▶ _TEXTAUSZUG_
Der ist geschlossen. Ich hab den nur zum zeigen wieder aufgemacht.

Wenn ich das wie in Bild 1 erstelle, dann den Editor schließe und in irgendein Feld rechts von der Tabelle irgendwas in eine Zelle eingebe, passiert automatisch das in Bild 2. Das will ich aber gar nicht.  Er macht das von alleine.


----------



## PC-Bastler_2011 (30. Oktober 2019)

*AW: Excel Hilfe benötigt! Ahhhhh ich bin ein Noob!*

Bug in Excel? Bei mir passiert das nur, wenn ich in der Zeile "Wird angewendet auf" aktiv bin


----------



## TheBadFrag (31. Oktober 2019)

*AW: Excel Hilfe benötigt! Ahhhhh ich bin ein Noob!*

 lol das wäre episch. Daran habe ich noch gar nicht gedacht. Ich probiere das mal mit einer anderen Version.


----------



## TheBadFrag (31. Oktober 2019)

*AW: Excel Hilfe benötigt! Ahhhhh ich bin ein Noob!*

Ich habs endlich... 

Es gibt in den Optionen von Excel unter Erweitert den Punkt:"Datenbereichsformate und -formeln erweitern".  Welche Blitzbirne aktiviert sowas als Standardeinstellung? Irgendwie kommt mir das so vor als ob Microsoft seine Kunden leiden sehen will.

Nochmals vielen Dank!


----------



## TheBadFrag (3. November 2019)

*AW: Excel Hilfe benötigt! Ahhhhh ich bin ein Noob!*

Hast du Lust mir nochmal zu helfen? 

Habe schon wieder ein Problem.

Ich habe mehrere Tabellen nebeneinander. Diese sollen alle in Echtzeit zu einer Tabelle unten drunter zusammengefügt und sortiert werden. Also wenn ich in den Ausgangstabellen etwas ändere, soll die zusammengefügte Tabelle auch verändert werden.
Ich habe das mit Macros Aufzeichnen probiert aber das schafft mehr Probleme als es löst. 

Ich habe die Tabelle mal angehängt, damit wir nicht aneinander vorbeireden.



			Dieser Inhalt steht nur eingeloggten Mitgliedern zur Verfügung.


----------



## PC-Bastler_2011 (3. November 2019)

*AW: Excel Hilfe benötigt! Ahhhhh ich bin ein Noob!(Ich brauche nochmal Hilfe!)*

Soll die Sortierung automatisch erfolgen?


----------



## TheBadFrag (3. November 2019)

*AW: Excel Hilfe benötigt! Ahhhhh ich bin ein Noob!(Ich brauche nochmal Hilfe!)*

Ja, es soll immer sofort automatisch sortiert werden.


----------



## TheBadFrag (20. November 2019)

*AW: Excel Hilfe benötigt! Ahhhhh ich bin ein Noob!(Ich brauche nochmal Hilfe!)*

Keiner mehr ne Idee?


----------

▶ _AUFGABENSTELLUNG_
1 > Kopiere aus dem Textauszug die Stelle, die mit "Nochmals vielen Dank!" beginnt und bis einschließlich "nochmal zu helfen?" reicht.
2 > Welchen Punkt in den Excel-Optionen unter „Erweitert“ nennt TheBadFrag im Textauszug?

▶ _Einträge aus einer Sammlung_
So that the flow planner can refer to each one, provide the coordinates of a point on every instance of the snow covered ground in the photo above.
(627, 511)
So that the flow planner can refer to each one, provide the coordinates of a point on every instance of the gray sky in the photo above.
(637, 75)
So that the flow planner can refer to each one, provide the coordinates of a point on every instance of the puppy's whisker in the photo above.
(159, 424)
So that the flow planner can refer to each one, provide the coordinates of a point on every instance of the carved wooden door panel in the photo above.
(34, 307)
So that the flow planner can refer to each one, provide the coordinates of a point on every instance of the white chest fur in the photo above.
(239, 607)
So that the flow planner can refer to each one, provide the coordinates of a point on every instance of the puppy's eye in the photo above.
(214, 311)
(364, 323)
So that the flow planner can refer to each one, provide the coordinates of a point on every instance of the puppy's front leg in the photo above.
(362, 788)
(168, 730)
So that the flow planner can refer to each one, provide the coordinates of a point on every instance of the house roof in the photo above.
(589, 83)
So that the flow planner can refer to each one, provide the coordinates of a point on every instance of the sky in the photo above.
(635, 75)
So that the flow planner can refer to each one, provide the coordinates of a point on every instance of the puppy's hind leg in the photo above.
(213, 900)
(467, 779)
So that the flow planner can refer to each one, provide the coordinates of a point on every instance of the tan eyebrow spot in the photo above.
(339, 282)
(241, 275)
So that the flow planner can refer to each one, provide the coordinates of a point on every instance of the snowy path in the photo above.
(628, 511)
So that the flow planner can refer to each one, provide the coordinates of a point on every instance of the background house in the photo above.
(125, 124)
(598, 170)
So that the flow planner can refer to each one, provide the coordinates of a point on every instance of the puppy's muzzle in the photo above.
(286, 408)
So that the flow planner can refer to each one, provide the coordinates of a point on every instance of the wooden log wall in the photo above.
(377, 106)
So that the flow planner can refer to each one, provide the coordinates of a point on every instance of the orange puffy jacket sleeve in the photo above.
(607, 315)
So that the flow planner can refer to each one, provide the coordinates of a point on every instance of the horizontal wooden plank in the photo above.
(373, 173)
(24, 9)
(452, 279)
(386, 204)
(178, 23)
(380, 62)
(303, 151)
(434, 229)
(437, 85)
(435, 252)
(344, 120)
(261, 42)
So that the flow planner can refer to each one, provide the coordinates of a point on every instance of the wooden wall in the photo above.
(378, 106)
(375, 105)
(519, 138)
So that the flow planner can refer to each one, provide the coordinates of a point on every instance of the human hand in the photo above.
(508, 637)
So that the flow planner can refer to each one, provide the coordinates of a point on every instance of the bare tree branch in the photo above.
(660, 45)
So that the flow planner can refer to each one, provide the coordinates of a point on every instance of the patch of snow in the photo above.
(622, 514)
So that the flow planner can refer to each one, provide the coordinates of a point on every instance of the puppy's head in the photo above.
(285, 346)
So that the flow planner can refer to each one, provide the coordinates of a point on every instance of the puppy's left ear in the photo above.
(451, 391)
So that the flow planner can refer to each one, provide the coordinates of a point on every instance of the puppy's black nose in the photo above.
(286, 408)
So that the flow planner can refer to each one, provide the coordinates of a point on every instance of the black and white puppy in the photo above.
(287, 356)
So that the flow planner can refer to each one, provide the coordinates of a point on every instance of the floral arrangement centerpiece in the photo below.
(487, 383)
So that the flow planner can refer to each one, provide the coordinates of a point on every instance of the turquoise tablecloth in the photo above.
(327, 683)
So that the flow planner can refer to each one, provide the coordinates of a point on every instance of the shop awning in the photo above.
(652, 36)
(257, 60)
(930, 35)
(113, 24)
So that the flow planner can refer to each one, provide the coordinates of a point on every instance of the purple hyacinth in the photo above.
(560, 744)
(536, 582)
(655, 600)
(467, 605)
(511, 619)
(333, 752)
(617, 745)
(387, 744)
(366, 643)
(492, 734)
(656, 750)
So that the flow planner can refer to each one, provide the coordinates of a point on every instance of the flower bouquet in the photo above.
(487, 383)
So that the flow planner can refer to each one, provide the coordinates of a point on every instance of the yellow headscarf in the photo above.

▶ _LÖSUNGEN_
1 >
Nochmals vielen Dank!


----------



## TheBadFrag (3. November 2019)

*AW: Excel Hilfe benötigt! Ahhhhh ich bin ein Noob!*

Hast du Lust mir nochmal zu helfen?

2 > „Datenbereichsformate und -formeln erweitern“